— What to produce —
Reproduce the whole listing below word for word, leaving out the pictures.

--- BEGIN Exercise data ---

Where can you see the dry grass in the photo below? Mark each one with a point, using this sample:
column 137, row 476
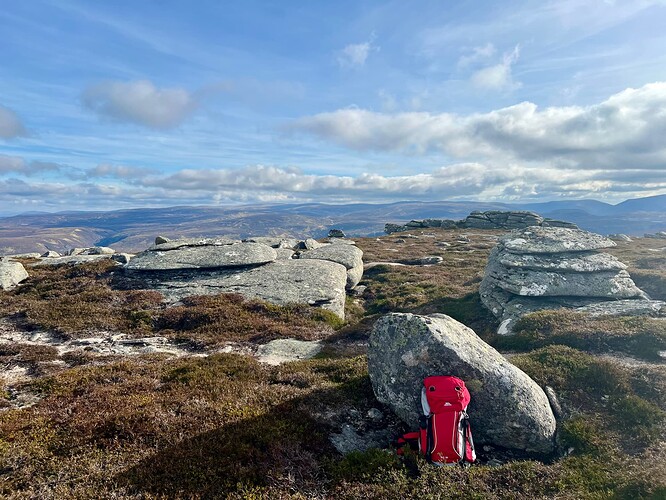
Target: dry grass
column 637, row 336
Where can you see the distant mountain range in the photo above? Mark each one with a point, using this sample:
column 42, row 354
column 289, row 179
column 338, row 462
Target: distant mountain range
column 135, row 229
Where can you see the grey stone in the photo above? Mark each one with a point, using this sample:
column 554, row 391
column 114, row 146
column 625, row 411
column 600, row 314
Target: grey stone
column 285, row 350
column 11, row 274
column 122, row 258
column 203, row 257
column 553, row 240
column 99, row 251
column 564, row 262
column 558, row 223
column 309, row 244
column 192, row 242
column 554, row 401
column 348, row 255
column 318, row 283
column 547, row 284
column 284, row 253
column 274, row 241
column 508, row 408
column 625, row 308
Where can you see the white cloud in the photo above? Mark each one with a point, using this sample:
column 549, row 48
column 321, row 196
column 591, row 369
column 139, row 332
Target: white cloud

--- END Exercise data ---

— Solution for this task —
Where can you see the dry grass in the photo below? Mark each one with a point, using this sample:
column 137, row 476
Target: dry grass
column 637, row 336
Where can you see the distant mountain range in the photo above? Mark each one with a point, using this sample:
column 42, row 354
column 289, row 179
column 338, row 462
Target: distant mountain range
column 135, row 229
Where can you see the grey stone in the photo above? Mark each one with a point, using this sample:
column 554, row 391
column 114, row 146
column 625, row 411
column 600, row 314
Target: grey stone
column 285, row 350
column 11, row 274
column 122, row 258
column 203, row 257
column 553, row 240
column 99, row 251
column 564, row 262
column 558, row 223
column 309, row 244
column 192, row 242
column 554, row 401
column 348, row 255
column 318, row 283
column 547, row 284
column 284, row 253
column 274, row 241
column 508, row 408
column 625, row 308
Where can you see the white cloud in the photo above? Mark each one with a point, using this sample:
column 549, row 48
column 321, row 196
column 591, row 369
column 139, row 332
Target: white cloud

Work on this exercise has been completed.